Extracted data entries
»»

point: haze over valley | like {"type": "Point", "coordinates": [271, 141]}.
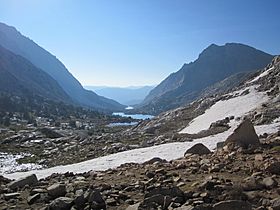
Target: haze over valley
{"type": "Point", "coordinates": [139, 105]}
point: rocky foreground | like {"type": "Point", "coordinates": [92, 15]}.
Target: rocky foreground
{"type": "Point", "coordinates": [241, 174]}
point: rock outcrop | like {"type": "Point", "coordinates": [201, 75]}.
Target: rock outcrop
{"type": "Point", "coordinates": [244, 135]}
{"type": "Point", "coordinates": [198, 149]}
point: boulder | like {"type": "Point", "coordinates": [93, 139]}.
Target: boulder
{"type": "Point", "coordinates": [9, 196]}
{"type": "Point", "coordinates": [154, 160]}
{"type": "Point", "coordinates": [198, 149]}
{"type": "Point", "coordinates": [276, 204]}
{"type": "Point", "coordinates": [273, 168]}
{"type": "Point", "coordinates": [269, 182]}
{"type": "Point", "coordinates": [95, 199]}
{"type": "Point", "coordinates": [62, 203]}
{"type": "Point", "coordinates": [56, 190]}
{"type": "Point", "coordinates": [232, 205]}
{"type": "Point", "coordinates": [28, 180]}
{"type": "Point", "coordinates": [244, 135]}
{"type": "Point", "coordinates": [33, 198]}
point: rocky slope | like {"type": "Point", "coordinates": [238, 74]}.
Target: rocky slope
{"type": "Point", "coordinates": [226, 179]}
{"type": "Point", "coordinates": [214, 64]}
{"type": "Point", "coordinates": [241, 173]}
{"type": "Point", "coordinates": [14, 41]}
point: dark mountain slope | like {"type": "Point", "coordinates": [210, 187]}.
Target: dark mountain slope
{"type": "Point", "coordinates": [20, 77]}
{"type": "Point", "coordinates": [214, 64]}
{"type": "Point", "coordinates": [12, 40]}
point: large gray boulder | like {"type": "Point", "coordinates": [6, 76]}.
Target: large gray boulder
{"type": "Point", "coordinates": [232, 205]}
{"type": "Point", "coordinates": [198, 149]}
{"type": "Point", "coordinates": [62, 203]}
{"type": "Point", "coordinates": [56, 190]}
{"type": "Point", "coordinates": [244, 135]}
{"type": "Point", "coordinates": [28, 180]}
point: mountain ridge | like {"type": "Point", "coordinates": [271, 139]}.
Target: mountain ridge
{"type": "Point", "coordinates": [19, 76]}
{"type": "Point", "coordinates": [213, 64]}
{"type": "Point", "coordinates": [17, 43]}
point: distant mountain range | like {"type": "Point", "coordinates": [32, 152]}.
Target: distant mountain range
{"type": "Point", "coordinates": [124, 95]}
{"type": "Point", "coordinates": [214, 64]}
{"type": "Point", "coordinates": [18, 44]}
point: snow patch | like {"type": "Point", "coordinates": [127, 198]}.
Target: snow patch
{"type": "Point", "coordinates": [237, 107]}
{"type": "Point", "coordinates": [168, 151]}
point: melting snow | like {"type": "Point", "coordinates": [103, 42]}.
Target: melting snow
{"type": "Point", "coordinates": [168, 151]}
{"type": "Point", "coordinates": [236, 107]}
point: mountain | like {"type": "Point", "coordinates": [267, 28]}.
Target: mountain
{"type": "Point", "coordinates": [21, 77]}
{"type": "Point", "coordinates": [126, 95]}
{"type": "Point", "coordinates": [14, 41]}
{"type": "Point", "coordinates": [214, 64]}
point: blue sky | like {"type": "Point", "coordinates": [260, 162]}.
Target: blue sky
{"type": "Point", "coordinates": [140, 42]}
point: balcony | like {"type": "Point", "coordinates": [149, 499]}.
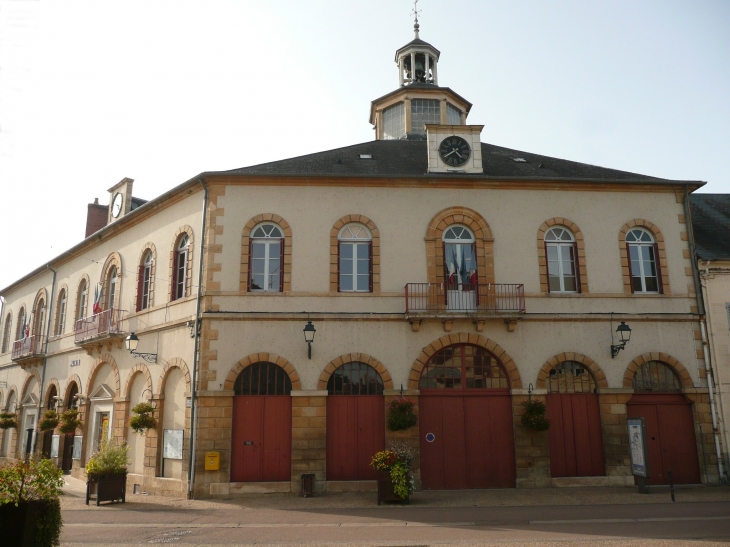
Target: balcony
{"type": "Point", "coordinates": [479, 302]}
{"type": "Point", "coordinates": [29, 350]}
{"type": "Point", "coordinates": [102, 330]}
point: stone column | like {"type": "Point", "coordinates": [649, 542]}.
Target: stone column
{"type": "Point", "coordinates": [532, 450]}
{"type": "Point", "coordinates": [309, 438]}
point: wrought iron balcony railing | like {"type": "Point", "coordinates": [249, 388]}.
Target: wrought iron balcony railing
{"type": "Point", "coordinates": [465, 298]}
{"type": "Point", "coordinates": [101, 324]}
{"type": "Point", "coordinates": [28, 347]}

««

● **What you should do**
Copy everything from the line containing "point: snow patch" down to the end of the data above, adding 47 to each coordinate in the answers and leaving the requests and their format samples unchanged. Leave the pictures out.

● **Response for this exercise**
point: snow patch | like {"type": "Point", "coordinates": [127, 198]}.
Target: snow patch
{"type": "Point", "coordinates": [284, 154]}
{"type": "Point", "coordinates": [215, 198]}
point: melting snow | like {"type": "Point", "coordinates": [103, 42]}.
Target: melting snow
{"type": "Point", "coordinates": [215, 198]}
{"type": "Point", "coordinates": [283, 154]}
point: mountain | like {"type": "Point", "coordinates": [267, 28]}.
Target: mountain
{"type": "Point", "coordinates": [68, 124]}
{"type": "Point", "coordinates": [173, 142]}
{"type": "Point", "coordinates": [61, 88]}
{"type": "Point", "coordinates": [261, 111]}
point: blue sky | like {"type": "Point", "coordinates": [260, 162]}.
Target: blue sky
{"type": "Point", "coordinates": [187, 89]}
point: balcony | like {"type": "Point", "coordinates": [149, 499]}.
Target: balcony
{"type": "Point", "coordinates": [526, 349]}
{"type": "Point", "coordinates": [76, 397]}
{"type": "Point", "coordinates": [149, 377]}
point: stone column | like {"type": "Point", "coordinates": [649, 542]}.
Target: stone column
{"type": "Point", "coordinates": [579, 497]}
{"type": "Point", "coordinates": [356, 485]}
point: wrought iron balcony railing | like {"type": "Point", "coordinates": [249, 388]}.
Target: wrought iron balcony railing
{"type": "Point", "coordinates": [512, 345]}
{"type": "Point", "coordinates": [148, 371]}
{"type": "Point", "coordinates": [75, 394]}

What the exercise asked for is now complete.